(TEXT FOR ANALYSIS begins)

Old termites go on suicide missions

Meet the troops — two soldiers, two white workers and three blue workers with two blue spots between their thorax and abdomen. Image courtesy of R. Hanus

Termites seem to have developed an explosive strategy for warfare.

Edward Osborne Wilson once wrote that while humans send their young men off to war, ants send in their old ladies. The Neocapritermes taracua termites have taken this one step further and are using their ageing female workers as suicide troops, according to an international team of researchers.

This may seem like an unusual strategy until you realise that as these workers age, their mandibles are becoming duller. These cannot be renewed through moulting, so the termite’s food-collecting capacity decreases the older it gets. “In other words, the old workers are not as useful anymore for the colony but they can provide another service,” explains Robert Hanus from the Academy of Sciences of the Czech Republic, one of the authors of the study published in Science.

These ancient troops aren’t helpless: they have a secret weapon that they can and will use against ants and other termites. At some stage in their lives, two blue spots will appear on the termites’ back at the junction of the abdomen and the thorax. These are a pair of copper-containing protein crystals, which are enclosed within external pouches on the worker’s backs.

(TEXT FOR ANALYSIS ends)
(GIVEN ENTRIES begins)

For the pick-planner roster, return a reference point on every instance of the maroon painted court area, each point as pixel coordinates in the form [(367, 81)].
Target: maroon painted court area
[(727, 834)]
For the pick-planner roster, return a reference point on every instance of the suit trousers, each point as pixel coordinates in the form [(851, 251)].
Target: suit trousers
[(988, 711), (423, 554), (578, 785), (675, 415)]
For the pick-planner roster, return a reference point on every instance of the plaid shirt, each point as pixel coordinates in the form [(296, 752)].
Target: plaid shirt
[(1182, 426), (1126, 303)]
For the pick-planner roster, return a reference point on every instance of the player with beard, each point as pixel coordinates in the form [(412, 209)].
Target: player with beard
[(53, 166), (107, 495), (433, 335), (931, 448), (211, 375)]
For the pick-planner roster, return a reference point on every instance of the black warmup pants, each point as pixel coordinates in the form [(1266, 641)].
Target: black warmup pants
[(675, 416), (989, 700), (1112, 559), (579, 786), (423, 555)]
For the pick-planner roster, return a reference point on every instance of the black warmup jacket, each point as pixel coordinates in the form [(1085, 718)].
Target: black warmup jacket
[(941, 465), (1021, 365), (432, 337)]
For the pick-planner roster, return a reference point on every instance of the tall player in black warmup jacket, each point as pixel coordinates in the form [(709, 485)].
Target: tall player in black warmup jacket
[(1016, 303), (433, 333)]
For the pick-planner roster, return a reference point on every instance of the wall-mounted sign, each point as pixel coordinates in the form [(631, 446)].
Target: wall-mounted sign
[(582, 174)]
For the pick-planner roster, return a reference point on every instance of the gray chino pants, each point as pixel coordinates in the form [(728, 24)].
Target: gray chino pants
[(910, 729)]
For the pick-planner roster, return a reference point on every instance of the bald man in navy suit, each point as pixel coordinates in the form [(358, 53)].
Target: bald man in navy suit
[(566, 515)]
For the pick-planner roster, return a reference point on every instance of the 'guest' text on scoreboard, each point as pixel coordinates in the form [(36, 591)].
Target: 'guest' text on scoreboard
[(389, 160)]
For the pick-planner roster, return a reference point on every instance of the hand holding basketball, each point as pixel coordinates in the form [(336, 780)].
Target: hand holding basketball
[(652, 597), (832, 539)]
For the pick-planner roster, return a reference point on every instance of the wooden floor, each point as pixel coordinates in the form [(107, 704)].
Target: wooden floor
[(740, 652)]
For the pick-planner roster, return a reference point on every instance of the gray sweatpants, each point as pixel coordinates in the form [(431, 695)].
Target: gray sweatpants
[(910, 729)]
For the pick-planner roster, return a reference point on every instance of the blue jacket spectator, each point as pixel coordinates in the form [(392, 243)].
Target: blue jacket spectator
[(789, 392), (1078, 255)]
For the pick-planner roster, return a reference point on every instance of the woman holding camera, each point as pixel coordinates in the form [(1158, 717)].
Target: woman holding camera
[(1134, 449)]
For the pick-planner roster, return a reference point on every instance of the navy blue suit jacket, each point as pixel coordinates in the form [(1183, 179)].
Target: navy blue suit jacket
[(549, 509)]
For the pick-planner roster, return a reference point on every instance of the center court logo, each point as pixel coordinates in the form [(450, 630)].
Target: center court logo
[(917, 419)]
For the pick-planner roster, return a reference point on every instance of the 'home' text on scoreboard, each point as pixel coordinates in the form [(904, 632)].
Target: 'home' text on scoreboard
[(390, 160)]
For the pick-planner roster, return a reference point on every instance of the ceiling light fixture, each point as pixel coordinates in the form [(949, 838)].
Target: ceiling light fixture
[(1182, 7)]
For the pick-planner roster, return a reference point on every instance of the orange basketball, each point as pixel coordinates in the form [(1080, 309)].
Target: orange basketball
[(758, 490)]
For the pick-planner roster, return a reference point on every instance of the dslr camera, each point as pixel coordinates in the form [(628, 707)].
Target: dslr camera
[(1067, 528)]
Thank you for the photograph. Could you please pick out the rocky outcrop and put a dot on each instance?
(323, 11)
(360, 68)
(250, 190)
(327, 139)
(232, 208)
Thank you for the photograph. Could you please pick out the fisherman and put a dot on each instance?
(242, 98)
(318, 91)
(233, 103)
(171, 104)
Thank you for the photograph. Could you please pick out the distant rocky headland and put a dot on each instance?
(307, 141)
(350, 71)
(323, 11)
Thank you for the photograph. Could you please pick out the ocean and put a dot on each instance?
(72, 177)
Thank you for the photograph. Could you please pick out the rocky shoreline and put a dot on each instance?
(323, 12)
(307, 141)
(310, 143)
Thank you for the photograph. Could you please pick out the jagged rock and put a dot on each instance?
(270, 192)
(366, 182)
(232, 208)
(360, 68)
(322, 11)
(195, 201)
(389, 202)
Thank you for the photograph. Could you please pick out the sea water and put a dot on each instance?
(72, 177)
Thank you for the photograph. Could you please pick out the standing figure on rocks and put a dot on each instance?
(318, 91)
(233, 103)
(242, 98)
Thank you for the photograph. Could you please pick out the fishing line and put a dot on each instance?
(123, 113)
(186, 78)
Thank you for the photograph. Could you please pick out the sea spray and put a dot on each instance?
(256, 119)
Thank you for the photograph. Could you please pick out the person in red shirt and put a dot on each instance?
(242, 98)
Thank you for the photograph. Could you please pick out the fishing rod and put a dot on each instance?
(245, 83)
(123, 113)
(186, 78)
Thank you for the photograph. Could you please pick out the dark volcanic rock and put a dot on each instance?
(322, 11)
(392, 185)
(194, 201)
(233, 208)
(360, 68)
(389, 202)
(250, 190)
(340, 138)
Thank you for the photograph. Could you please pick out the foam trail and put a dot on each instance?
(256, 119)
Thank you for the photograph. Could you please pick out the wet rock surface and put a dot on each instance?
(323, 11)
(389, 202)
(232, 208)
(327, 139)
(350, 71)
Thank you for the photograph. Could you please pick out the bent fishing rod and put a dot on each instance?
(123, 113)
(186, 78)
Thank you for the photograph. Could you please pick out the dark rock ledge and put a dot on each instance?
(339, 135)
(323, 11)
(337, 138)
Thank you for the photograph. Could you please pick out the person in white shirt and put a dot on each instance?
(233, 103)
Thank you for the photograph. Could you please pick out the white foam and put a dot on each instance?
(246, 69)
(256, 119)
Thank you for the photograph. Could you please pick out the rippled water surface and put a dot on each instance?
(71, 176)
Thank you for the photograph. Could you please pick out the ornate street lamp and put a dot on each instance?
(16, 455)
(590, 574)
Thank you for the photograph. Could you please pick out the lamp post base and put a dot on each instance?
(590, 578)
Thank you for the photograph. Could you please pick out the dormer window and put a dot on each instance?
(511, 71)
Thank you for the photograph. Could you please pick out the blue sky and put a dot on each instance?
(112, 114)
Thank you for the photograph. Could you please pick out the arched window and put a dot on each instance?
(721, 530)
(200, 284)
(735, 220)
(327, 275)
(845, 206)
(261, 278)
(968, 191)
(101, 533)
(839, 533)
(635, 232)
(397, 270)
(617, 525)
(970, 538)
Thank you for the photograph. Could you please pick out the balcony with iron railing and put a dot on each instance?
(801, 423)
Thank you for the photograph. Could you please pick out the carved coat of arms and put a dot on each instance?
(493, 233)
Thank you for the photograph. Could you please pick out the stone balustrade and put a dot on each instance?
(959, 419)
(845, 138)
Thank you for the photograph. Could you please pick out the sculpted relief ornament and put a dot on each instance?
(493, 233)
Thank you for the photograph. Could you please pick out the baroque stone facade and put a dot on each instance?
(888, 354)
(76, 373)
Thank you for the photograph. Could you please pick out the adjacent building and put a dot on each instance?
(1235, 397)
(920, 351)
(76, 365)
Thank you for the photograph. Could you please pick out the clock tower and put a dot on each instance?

(GIVEN ENTRIES ends)

TASK INSTRUCTIONS
A - In the image caption of the termite article, list each kind of termite shown along with how many of it there are.
B - Extend the article on termite suicide missions by writing on from its final sentence.

RESPONSES TO THE TASKS
A -
Soldiers: two
White workers: two
Blue workers: three

B -
The researchers observed that these spots vary in size between the blue workers, with some white workers lacking spots entirely. The size of these crystals increases as the termite ages, allowing them to build up a toxic armoury for their final battle. When these blue workers do come under attack, they rupture their body walls and squirt a toxic compound onto the enemy, killing themselves in the process.

“The toxicity of the bursting liquid appears to result from a reaction of two components: the blue crystals on one side, stored outside the body cavity, and the haemolymph (a product of salivary glands),” Hanus says. The rupture causes the secretion of the haemolymph, then brings these two components into contact and causes a chemical reaction.

Ageing termites certainly appear to be more willing to sacrifice themselves than the younger workers, who prefer to stay at home and avoid aggressive interactions with ants and other termites. Instead of waiting for the enemy to come to them, Hanus says that the termites appear to be using this defensive device while foraging for food. “They often forage far from their home colonies and encounter ant predators and termite competitors.”